═════ Cuplikan Teks ═════

Baca berita dengan sedikit iklan, klik di sini

Film

Gunting Asia Masih Tajam

Beberapa negara Asia Tenggara telah menjalankan sistem pengklasifikasian tapi tetap melakukan sensor dengan cara menggunting. Me-rating tapi tak memotong baru ada di belahan dunia Barat.

7 April 2008 | 00.00 WIB

Image of Tempo
Perbesar

Baca berita dengan sedikit iklan, klik di sini

This one is PG That one is G This one is R(A) You cannot see You’re only old enough After army This is Singapore Censorship is free’

Lirik di atas akan makin lucu kalau kita akrab dengan irama We Are Singapore, lagu nasional populer di Negeri Singa itu. Satire dan bisa bicara banyak.

═════

**Soal**
Lanjutkan artikel tentang sensor film di Asia Tenggara mulai setelah kalimat terakhir yang ditampilkan.

═════ Kumpulan Data ═════

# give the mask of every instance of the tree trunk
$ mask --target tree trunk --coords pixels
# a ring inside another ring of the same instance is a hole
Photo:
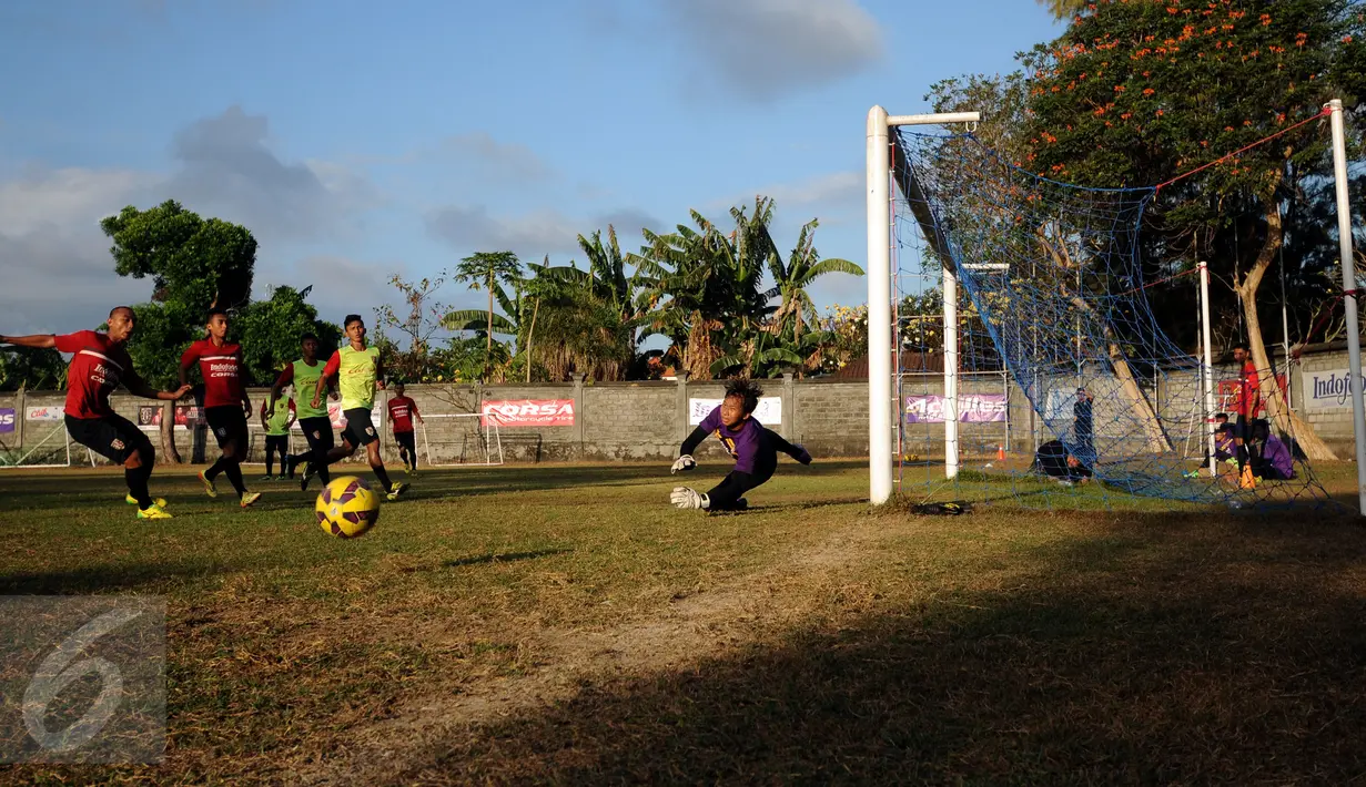
[[[531,327],[526,330],[526,382],[531,382],[531,336],[535,333],[535,315],[541,312],[541,299],[531,308]]]
[[[175,449],[175,402],[161,405],[161,457],[168,465],[180,464],[180,451]]]
[[[1247,271],[1238,285],[1238,297],[1243,301],[1243,321],[1247,323],[1247,348],[1253,353],[1253,366],[1257,367],[1257,383],[1261,398],[1266,402],[1266,415],[1276,424],[1277,431],[1295,438],[1300,450],[1311,461],[1336,460],[1337,454],[1314,431],[1314,427],[1299,417],[1295,411],[1285,405],[1285,397],[1280,386],[1276,385],[1276,368],[1266,355],[1266,345],[1262,342],[1262,325],[1257,316],[1257,288],[1262,284],[1262,277],[1276,259],[1276,252],[1284,241],[1281,231],[1280,206],[1266,202],[1266,243],[1257,254],[1257,262]],[[1287,385],[1290,381],[1287,379]]]
[[[493,277],[489,277],[489,325],[488,344],[484,346],[484,378],[493,371]]]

═════

**Keluaran**
Itulah kode klasifikasi film yang berlaku di negeri tersebut. PG adalah bimbingan orang tua. Sementara itu, G adalah semua umur dan R(A) artinya boleh ditonton 18 tahun ke atas (pada 2008 ini, pagu usianya dinaikkan menjadi 21 tahun ke atas). Royston Tan, 31 tahun, sutradara film asal Singapura, adalah orang yang mempopulerkan lagu di atas dalam Cut (2004), film musikal satire yang meledek Dewan Sensor Singapura.

Cut adalah respons marah Tan saat Dewan Sensor Singapura menetapkan setidaknya 27 adegan dari film sebelumnya, 15 (2003), mesti enyah agar bisa lolos dengan kategori R(A). Padahal 15 justru bicara tentang fenomena antikemapanan: sekumpulan anak muda bergajul, pemakai narkoba yang brutal di tengah masyarakat Singapura yang licin dan steril.

Dengan Cut, Tan mengolok-olok Dewan Sensor dan Amy Chua, salah seorang pejabatnya. Untuk membuatnya, ia dibantu hampir 200 orang dari komunitas kreatif di negeri jiran itu. Tan adalah simbol anak muda yang ”melawan”. Hampir 30 karyanya berbicara tentang kemiskinan, AIDS, dan penyakit sosial. Ia diganjar lebih dari tiga lusin piala internasional sejak 1995. Majalah Time menobatkannya sebagai satu dari 20 orang muda Asia yang fenomenal.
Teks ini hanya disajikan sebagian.